**PROBLEM DESCRIPTION:**
Without the pictures, return all of the material exactly as written.

**Coordinate annotation records:**
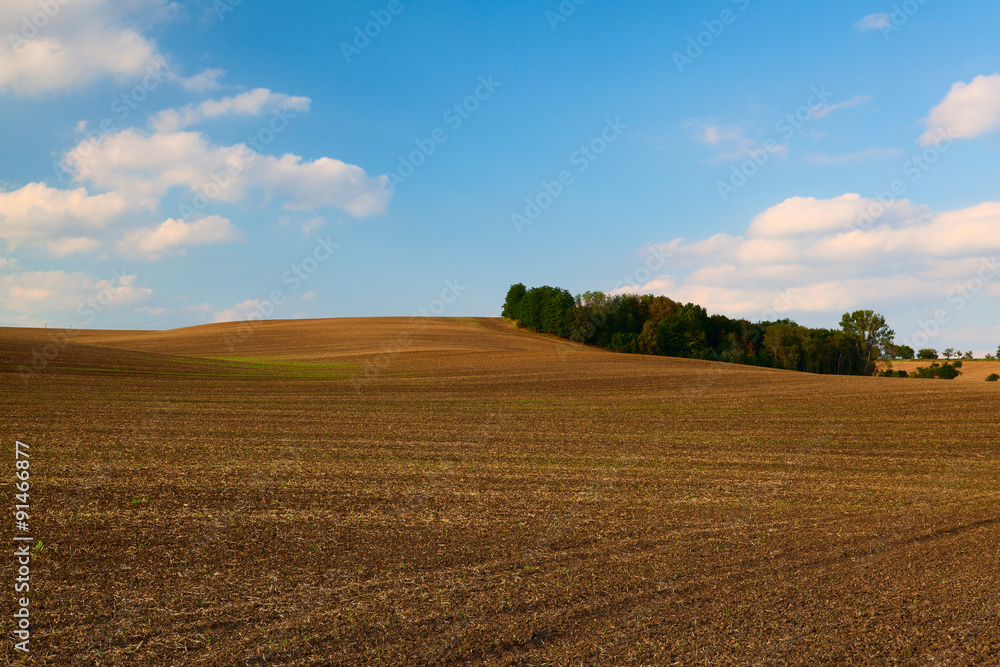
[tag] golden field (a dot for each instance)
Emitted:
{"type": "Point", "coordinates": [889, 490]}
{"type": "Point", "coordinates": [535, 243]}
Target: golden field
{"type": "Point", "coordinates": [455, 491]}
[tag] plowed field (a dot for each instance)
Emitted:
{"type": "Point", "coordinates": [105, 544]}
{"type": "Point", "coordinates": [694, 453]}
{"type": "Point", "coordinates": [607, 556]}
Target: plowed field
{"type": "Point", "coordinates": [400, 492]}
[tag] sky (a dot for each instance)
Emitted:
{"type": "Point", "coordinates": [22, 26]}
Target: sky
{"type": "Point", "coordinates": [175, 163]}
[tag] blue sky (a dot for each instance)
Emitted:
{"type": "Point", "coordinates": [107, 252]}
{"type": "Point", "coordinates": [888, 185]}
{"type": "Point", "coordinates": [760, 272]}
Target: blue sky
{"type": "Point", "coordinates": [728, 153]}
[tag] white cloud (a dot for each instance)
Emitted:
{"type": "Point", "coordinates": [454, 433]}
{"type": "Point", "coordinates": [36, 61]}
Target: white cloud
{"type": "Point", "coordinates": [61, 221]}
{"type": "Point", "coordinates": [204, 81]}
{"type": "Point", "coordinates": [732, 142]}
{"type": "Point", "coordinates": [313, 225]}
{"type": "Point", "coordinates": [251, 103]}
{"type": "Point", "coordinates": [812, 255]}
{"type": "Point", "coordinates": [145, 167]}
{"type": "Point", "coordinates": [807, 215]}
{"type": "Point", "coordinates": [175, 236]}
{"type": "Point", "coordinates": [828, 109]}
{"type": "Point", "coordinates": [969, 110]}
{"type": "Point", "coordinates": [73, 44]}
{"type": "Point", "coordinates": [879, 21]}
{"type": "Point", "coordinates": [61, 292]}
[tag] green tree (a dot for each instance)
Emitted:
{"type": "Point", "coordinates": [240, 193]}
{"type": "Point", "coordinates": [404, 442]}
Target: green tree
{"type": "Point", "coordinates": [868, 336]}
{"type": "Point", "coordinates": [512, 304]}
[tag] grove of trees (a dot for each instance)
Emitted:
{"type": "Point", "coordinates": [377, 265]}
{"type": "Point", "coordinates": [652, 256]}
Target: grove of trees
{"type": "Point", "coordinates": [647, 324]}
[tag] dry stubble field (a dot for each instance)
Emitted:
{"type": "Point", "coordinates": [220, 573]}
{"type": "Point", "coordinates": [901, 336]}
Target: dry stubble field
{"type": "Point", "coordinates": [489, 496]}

**RESPONSE TO THIS TASK:**
[tag] golden field (a dot for each instance)
Emitted:
{"type": "Point", "coordinates": [889, 490]}
{"type": "Point", "coordinates": [535, 243]}
Target: golden field
{"type": "Point", "coordinates": [455, 491]}
[tag] plowed field (a dot for each instance)
Emitted:
{"type": "Point", "coordinates": [105, 544]}
{"type": "Point", "coordinates": [694, 453]}
{"type": "Point", "coordinates": [607, 556]}
Target: plowed field
{"type": "Point", "coordinates": [400, 492]}
[tag] sky (a dot for each instance)
Emitted:
{"type": "Point", "coordinates": [22, 26]}
Target: sky
{"type": "Point", "coordinates": [175, 163]}
[tag] blue sky (a dot for each instance)
Emitted:
{"type": "Point", "coordinates": [107, 252]}
{"type": "Point", "coordinates": [888, 185]}
{"type": "Point", "coordinates": [760, 272]}
Target: blue sky
{"type": "Point", "coordinates": [728, 153]}
[tag] white cloud (a dot for each instance)
Emitted:
{"type": "Point", "coordinates": [454, 433]}
{"type": "Point", "coordinates": [36, 61]}
Target: white cloud
{"type": "Point", "coordinates": [61, 221]}
{"type": "Point", "coordinates": [204, 81]}
{"type": "Point", "coordinates": [732, 142]}
{"type": "Point", "coordinates": [313, 225]}
{"type": "Point", "coordinates": [251, 103]}
{"type": "Point", "coordinates": [812, 255]}
{"type": "Point", "coordinates": [145, 167]}
{"type": "Point", "coordinates": [807, 215]}
{"type": "Point", "coordinates": [175, 236]}
{"type": "Point", "coordinates": [828, 109]}
{"type": "Point", "coordinates": [969, 110]}
{"type": "Point", "coordinates": [73, 44]}
{"type": "Point", "coordinates": [879, 21]}
{"type": "Point", "coordinates": [61, 292]}
[tag] green tree (a dot for each instance)
Emitted:
{"type": "Point", "coordinates": [240, 193]}
{"type": "Point", "coordinates": [404, 442]}
Target: green tree
{"type": "Point", "coordinates": [868, 336]}
{"type": "Point", "coordinates": [512, 304]}
[tag] grove of trees (a dot for each instance)
Emitted:
{"type": "Point", "coordinates": [377, 265]}
{"type": "Point", "coordinates": [652, 256]}
Target: grove of trees
{"type": "Point", "coordinates": [647, 324]}
[tag] dry stubble field (a dot for each instance)
Emitted:
{"type": "Point", "coordinates": [220, 573]}
{"type": "Point", "coordinates": [901, 336]}
Target: dry stubble field
{"type": "Point", "coordinates": [489, 496]}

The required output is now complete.